▶ WHAT TO WORK ON:
Starting with the line containing "wedge in the image above." and going on through the line containing "[0, 6, 119, 184]", replace "tight" with "close-fitting" and give those lines again with everything else unchanged.
**** EXTRACTED INFORMATION ****
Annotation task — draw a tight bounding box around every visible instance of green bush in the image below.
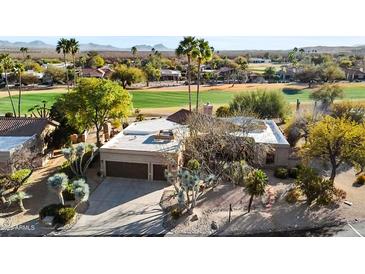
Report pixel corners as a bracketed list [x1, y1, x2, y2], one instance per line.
[215, 106, 231, 117]
[285, 188, 302, 204]
[274, 167, 289, 179]
[355, 174, 365, 185]
[54, 207, 76, 225]
[288, 167, 299, 179]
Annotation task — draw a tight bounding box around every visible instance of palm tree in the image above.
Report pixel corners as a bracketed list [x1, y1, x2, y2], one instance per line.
[192, 39, 213, 112]
[56, 38, 70, 91]
[0, 54, 16, 117]
[20, 47, 28, 60]
[245, 169, 269, 212]
[7, 191, 32, 212]
[175, 36, 196, 111]
[68, 38, 80, 85]
[47, 173, 68, 205]
[13, 63, 25, 117]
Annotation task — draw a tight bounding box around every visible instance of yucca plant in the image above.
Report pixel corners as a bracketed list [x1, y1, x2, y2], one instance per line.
[47, 173, 69, 205]
[7, 191, 32, 212]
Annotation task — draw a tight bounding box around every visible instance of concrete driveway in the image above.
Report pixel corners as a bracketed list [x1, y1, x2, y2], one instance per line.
[58, 178, 167, 236]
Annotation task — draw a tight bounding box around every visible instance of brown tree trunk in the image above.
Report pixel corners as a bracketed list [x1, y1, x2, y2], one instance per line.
[247, 195, 253, 213]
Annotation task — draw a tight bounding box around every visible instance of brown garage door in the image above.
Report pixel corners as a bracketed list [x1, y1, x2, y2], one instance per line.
[105, 161, 148, 180]
[153, 165, 167, 181]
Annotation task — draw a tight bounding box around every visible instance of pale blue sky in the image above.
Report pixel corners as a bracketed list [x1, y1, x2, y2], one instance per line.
[0, 36, 365, 50]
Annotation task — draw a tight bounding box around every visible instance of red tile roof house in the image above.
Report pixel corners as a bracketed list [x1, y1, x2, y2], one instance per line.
[0, 117, 58, 174]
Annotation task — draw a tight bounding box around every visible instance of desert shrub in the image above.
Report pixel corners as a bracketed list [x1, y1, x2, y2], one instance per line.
[170, 208, 181, 220]
[39, 204, 63, 219]
[54, 207, 76, 225]
[274, 167, 289, 179]
[186, 159, 200, 171]
[229, 90, 290, 120]
[288, 167, 299, 179]
[285, 188, 302, 204]
[355, 174, 365, 185]
[215, 106, 231, 117]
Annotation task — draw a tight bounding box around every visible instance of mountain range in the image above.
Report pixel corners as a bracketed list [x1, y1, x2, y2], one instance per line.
[0, 40, 173, 51]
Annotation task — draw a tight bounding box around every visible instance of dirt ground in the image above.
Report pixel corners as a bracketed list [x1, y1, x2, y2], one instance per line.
[167, 169, 365, 235]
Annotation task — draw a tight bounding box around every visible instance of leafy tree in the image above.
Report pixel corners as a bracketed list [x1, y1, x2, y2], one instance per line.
[192, 39, 213, 112]
[175, 36, 197, 111]
[47, 173, 68, 205]
[68, 38, 80, 85]
[56, 38, 70, 91]
[309, 84, 343, 111]
[63, 78, 132, 147]
[111, 65, 145, 88]
[0, 54, 16, 117]
[245, 169, 269, 212]
[229, 90, 290, 120]
[143, 62, 161, 87]
[303, 116, 365, 181]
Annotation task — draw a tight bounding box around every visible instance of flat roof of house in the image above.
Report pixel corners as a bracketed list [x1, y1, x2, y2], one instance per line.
[223, 117, 289, 146]
[0, 136, 33, 152]
[123, 118, 182, 135]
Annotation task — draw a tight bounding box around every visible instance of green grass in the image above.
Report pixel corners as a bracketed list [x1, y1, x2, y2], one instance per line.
[0, 87, 365, 115]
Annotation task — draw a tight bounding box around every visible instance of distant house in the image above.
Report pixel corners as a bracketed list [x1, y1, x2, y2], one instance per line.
[344, 68, 365, 81]
[160, 69, 181, 81]
[0, 117, 58, 173]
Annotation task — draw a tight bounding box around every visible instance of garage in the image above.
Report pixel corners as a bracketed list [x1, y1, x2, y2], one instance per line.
[105, 161, 148, 180]
[153, 164, 167, 181]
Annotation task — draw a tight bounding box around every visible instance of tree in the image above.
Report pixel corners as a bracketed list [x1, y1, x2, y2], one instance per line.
[13, 63, 24, 117]
[47, 173, 68, 205]
[111, 65, 145, 88]
[20, 47, 28, 60]
[309, 84, 343, 112]
[264, 67, 276, 81]
[192, 39, 213, 112]
[62, 143, 96, 178]
[245, 169, 269, 212]
[56, 38, 70, 91]
[175, 36, 197, 111]
[143, 62, 161, 87]
[229, 90, 290, 120]
[68, 38, 80, 85]
[303, 116, 365, 181]
[63, 78, 132, 147]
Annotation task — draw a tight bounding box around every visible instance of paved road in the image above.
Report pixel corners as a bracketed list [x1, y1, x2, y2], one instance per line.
[58, 178, 166, 236]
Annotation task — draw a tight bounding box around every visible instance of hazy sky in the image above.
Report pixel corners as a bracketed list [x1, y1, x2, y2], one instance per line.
[0, 36, 365, 50]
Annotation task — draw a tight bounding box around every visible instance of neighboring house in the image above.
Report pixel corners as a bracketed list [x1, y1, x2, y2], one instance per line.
[0, 117, 58, 173]
[344, 68, 365, 81]
[160, 69, 181, 81]
[100, 109, 290, 181]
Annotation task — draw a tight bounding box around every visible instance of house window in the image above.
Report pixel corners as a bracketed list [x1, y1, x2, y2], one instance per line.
[266, 150, 275, 165]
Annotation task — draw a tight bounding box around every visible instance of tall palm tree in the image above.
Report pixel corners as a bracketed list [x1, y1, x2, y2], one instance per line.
[68, 38, 80, 85]
[13, 63, 25, 117]
[20, 47, 28, 60]
[56, 38, 70, 91]
[0, 54, 16, 117]
[175, 36, 196, 111]
[192, 39, 213, 112]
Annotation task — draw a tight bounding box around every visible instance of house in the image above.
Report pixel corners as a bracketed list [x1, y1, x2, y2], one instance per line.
[0, 117, 58, 173]
[160, 69, 181, 81]
[100, 109, 290, 181]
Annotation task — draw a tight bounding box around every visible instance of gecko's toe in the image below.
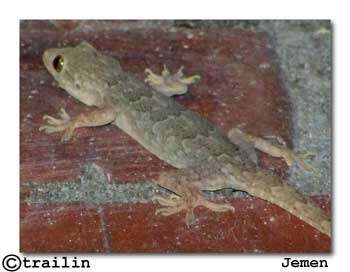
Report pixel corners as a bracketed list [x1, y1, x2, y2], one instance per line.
[145, 66, 200, 96]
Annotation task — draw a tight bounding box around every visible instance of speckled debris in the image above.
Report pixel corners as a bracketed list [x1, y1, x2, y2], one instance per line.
[20, 21, 331, 253]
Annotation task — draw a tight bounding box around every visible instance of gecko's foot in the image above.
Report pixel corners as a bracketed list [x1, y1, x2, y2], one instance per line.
[152, 194, 235, 226]
[39, 108, 75, 142]
[145, 65, 200, 96]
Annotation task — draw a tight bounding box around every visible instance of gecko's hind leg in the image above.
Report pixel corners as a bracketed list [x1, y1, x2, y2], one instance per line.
[153, 170, 235, 225]
[227, 128, 318, 174]
[145, 65, 200, 96]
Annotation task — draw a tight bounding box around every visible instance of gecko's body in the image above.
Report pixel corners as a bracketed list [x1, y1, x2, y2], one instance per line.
[41, 42, 330, 235]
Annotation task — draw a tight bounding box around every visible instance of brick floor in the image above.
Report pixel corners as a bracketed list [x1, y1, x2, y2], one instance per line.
[20, 21, 330, 252]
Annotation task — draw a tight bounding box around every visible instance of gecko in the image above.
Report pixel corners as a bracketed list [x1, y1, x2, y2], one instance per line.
[39, 41, 331, 237]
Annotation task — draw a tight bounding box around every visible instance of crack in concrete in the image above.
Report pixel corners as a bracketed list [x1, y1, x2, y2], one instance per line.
[26, 163, 243, 205]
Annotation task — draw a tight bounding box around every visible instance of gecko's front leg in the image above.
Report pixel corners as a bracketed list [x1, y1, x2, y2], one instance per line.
[39, 107, 117, 142]
[153, 166, 235, 225]
[145, 65, 200, 96]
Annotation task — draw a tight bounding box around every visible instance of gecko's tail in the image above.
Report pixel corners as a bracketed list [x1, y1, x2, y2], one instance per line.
[235, 171, 331, 237]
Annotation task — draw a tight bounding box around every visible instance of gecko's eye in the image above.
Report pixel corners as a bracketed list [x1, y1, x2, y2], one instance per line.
[52, 56, 64, 73]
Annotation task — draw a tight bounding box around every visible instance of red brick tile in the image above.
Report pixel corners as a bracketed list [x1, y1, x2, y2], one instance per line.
[20, 22, 289, 182]
[106, 198, 331, 253]
[20, 22, 330, 252]
[20, 204, 105, 253]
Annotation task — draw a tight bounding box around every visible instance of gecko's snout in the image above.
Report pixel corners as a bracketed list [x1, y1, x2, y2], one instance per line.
[42, 49, 64, 73]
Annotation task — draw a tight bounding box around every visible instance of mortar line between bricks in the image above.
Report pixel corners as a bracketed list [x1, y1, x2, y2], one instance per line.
[26, 164, 245, 206]
[97, 206, 111, 253]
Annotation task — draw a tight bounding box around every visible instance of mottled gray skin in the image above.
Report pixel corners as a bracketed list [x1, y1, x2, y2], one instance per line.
[43, 42, 242, 189]
[42, 42, 330, 235]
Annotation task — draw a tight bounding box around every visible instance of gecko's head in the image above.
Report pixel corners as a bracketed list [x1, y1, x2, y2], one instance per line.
[43, 42, 121, 106]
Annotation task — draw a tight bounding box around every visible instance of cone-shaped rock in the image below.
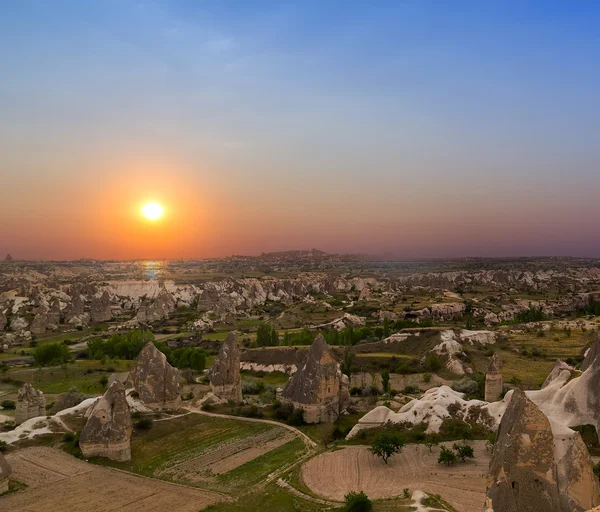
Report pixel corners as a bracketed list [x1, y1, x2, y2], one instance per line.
[128, 341, 179, 405]
[79, 381, 131, 460]
[0, 453, 12, 499]
[15, 383, 46, 425]
[484, 389, 600, 512]
[210, 333, 242, 402]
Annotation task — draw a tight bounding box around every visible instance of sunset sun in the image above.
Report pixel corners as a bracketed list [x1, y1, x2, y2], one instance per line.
[141, 202, 164, 221]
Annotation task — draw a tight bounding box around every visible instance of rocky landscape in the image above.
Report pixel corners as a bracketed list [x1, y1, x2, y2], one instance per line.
[0, 251, 600, 512]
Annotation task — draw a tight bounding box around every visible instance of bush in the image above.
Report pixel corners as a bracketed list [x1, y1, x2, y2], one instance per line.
[31, 343, 72, 366]
[0, 400, 16, 409]
[438, 446, 458, 466]
[344, 491, 373, 512]
[425, 354, 442, 372]
[135, 418, 153, 430]
[369, 432, 404, 464]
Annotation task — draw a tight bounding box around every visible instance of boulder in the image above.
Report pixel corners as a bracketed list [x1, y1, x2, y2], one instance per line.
[210, 333, 242, 402]
[127, 341, 179, 406]
[0, 453, 12, 494]
[15, 383, 46, 425]
[90, 291, 112, 323]
[79, 381, 132, 461]
[484, 389, 600, 512]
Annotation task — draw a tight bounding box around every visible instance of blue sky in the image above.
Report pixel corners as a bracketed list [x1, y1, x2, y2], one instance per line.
[0, 1, 600, 257]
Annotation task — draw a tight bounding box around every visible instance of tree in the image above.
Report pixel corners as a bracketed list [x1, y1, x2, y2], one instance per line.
[438, 446, 458, 466]
[256, 323, 272, 347]
[344, 491, 373, 512]
[452, 443, 475, 462]
[425, 434, 442, 453]
[381, 369, 390, 393]
[369, 432, 404, 464]
[340, 348, 354, 378]
[383, 316, 390, 338]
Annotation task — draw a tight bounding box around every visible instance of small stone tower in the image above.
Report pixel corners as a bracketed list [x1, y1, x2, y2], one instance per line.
[485, 354, 504, 402]
[210, 333, 242, 402]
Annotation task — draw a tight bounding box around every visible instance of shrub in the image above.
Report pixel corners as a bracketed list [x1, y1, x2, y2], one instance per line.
[344, 491, 373, 512]
[452, 443, 475, 462]
[438, 446, 458, 466]
[1, 400, 16, 409]
[369, 432, 404, 464]
[135, 418, 153, 430]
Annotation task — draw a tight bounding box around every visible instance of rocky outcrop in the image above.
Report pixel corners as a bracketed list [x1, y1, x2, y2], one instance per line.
[90, 291, 112, 323]
[581, 334, 600, 372]
[0, 453, 12, 494]
[79, 381, 131, 461]
[210, 333, 242, 402]
[542, 360, 575, 389]
[29, 305, 50, 334]
[127, 342, 179, 406]
[15, 383, 46, 425]
[485, 354, 504, 402]
[137, 288, 176, 324]
[485, 389, 600, 512]
[282, 334, 349, 423]
[48, 297, 60, 326]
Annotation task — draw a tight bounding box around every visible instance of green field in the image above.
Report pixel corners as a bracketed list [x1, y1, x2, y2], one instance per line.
[93, 413, 305, 495]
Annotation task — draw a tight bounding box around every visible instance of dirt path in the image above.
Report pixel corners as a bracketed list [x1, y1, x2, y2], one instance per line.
[185, 407, 317, 449]
[302, 441, 490, 512]
[0, 447, 228, 512]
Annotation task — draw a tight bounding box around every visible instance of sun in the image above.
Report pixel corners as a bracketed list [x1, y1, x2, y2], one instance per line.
[141, 203, 165, 221]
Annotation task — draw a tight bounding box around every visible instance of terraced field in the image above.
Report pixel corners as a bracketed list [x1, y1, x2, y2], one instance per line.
[94, 413, 305, 493]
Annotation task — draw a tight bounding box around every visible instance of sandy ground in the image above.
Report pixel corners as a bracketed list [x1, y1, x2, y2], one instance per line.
[302, 441, 490, 512]
[159, 429, 293, 483]
[0, 448, 224, 512]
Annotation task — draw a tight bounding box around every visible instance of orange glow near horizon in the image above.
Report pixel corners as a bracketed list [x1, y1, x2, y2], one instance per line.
[140, 201, 165, 222]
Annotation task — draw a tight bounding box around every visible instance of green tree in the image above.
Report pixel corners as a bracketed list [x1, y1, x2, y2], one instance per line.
[271, 328, 279, 347]
[383, 316, 390, 338]
[438, 446, 458, 466]
[256, 322, 272, 347]
[31, 343, 72, 366]
[344, 491, 373, 512]
[340, 348, 354, 378]
[369, 432, 404, 464]
[381, 369, 390, 393]
[452, 443, 475, 462]
[425, 433, 442, 453]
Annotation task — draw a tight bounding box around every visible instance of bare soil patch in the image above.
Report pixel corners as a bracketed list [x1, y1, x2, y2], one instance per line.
[301, 441, 490, 512]
[0, 448, 224, 512]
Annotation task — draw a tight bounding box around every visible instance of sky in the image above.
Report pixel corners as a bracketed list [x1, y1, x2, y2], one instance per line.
[0, 0, 600, 260]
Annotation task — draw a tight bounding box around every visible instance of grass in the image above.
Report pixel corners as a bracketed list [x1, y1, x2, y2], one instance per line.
[4, 361, 133, 394]
[91, 414, 305, 495]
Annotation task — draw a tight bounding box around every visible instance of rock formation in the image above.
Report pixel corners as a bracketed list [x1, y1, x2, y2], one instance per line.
[90, 291, 112, 323]
[485, 354, 504, 402]
[29, 305, 49, 334]
[0, 453, 12, 494]
[0, 309, 8, 331]
[210, 333, 242, 402]
[79, 381, 131, 461]
[282, 334, 349, 423]
[127, 341, 179, 406]
[15, 383, 46, 425]
[581, 334, 600, 372]
[137, 288, 176, 324]
[484, 389, 600, 512]
[542, 360, 575, 389]
[48, 297, 60, 325]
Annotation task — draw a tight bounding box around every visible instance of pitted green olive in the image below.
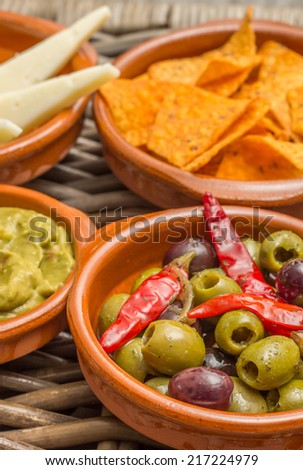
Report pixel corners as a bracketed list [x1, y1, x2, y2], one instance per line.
[114, 338, 155, 382]
[236, 335, 300, 390]
[242, 238, 261, 268]
[215, 310, 264, 356]
[260, 230, 303, 273]
[142, 320, 205, 375]
[145, 377, 170, 395]
[227, 377, 267, 413]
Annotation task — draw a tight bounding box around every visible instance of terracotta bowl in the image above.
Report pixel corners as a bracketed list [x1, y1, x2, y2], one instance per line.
[0, 185, 95, 364]
[0, 11, 97, 184]
[94, 20, 303, 212]
[68, 206, 303, 450]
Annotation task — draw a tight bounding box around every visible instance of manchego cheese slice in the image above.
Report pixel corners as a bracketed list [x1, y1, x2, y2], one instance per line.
[0, 119, 22, 144]
[0, 6, 110, 93]
[0, 64, 119, 132]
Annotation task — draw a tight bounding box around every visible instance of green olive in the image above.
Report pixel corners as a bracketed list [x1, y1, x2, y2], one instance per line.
[294, 359, 303, 380]
[227, 377, 267, 413]
[114, 338, 155, 382]
[215, 310, 264, 356]
[266, 379, 303, 411]
[142, 320, 205, 375]
[242, 238, 261, 268]
[260, 230, 303, 273]
[190, 268, 242, 305]
[145, 377, 170, 395]
[98, 294, 129, 335]
[130, 268, 162, 294]
[236, 335, 300, 390]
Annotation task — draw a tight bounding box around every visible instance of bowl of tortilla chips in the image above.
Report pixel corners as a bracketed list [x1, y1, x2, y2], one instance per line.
[94, 7, 303, 212]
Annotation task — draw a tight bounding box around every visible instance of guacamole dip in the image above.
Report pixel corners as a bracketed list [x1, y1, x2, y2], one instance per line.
[0, 207, 75, 320]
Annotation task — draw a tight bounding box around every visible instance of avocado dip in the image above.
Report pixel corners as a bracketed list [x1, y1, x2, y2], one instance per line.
[0, 207, 75, 321]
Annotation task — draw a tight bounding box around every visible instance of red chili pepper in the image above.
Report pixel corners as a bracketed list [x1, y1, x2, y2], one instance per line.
[187, 294, 303, 336]
[100, 266, 182, 354]
[203, 193, 281, 300]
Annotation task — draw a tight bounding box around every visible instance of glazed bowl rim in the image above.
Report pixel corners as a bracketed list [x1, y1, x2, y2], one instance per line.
[67, 206, 303, 435]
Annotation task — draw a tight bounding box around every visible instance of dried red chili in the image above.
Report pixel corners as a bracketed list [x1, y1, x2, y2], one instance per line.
[203, 193, 281, 300]
[187, 294, 303, 336]
[100, 266, 184, 354]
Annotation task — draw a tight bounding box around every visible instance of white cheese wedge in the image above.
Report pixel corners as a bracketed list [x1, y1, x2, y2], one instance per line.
[0, 119, 22, 144]
[0, 64, 119, 132]
[0, 6, 110, 93]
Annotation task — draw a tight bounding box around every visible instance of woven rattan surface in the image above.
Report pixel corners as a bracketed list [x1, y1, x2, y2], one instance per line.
[0, 0, 303, 450]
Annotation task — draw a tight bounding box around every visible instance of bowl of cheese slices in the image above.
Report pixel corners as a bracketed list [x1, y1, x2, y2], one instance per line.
[0, 6, 119, 184]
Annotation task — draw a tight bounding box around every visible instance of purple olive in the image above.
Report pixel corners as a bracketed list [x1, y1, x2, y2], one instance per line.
[203, 348, 237, 376]
[276, 258, 303, 307]
[163, 238, 219, 277]
[168, 366, 234, 410]
[264, 271, 277, 287]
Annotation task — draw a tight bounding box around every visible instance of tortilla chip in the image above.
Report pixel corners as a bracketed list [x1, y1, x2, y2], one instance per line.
[258, 41, 287, 80]
[197, 7, 260, 86]
[202, 68, 252, 97]
[183, 99, 268, 171]
[216, 136, 303, 181]
[234, 80, 291, 132]
[101, 76, 170, 147]
[148, 7, 260, 88]
[287, 87, 303, 136]
[147, 84, 248, 167]
[148, 56, 207, 85]
[246, 116, 291, 140]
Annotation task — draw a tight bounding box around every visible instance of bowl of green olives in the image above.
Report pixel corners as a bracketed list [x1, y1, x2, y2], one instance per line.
[68, 202, 303, 450]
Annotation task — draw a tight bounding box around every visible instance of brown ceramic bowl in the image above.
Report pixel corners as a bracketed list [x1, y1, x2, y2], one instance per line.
[68, 206, 303, 450]
[0, 11, 97, 184]
[0, 185, 95, 364]
[94, 20, 303, 213]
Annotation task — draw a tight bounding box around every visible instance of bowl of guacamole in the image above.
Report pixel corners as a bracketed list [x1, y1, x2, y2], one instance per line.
[0, 185, 95, 363]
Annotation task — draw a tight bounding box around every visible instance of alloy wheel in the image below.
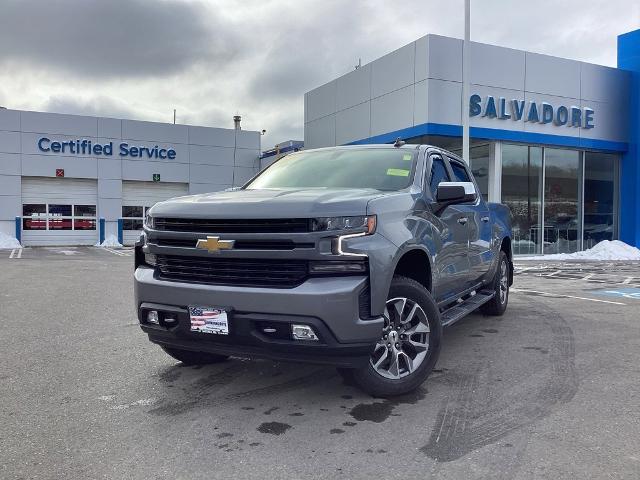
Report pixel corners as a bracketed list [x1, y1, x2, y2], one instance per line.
[370, 297, 430, 380]
[500, 261, 509, 305]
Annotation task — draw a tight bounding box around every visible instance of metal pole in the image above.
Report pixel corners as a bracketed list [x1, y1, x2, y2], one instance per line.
[462, 0, 471, 165]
****
▶ WRITTEN SOLUTION:
Annotation task — draw a close-fitting bounding box around every visible instance of white cheese wedge in the image above.
Report pixel corners as a bracketed list [x1, y1, x2, y2], one instance per line.
[0, 119, 22, 144]
[0, 64, 119, 132]
[0, 6, 110, 93]
Annotation task — draw a close-fitting bounding box around every visible instance of woven rattan surface in the image above.
Report pixel corners as a bracketed list [x1, y1, x2, y2], one instance per line.
[0, 0, 303, 450]
Annotation task — draw a close-fitting bounding box around every visible instance of bowl of cheese slices in the image above.
Report pixel corners as a bracketed list [x1, y1, x2, y2], one instance per line.
[0, 6, 119, 184]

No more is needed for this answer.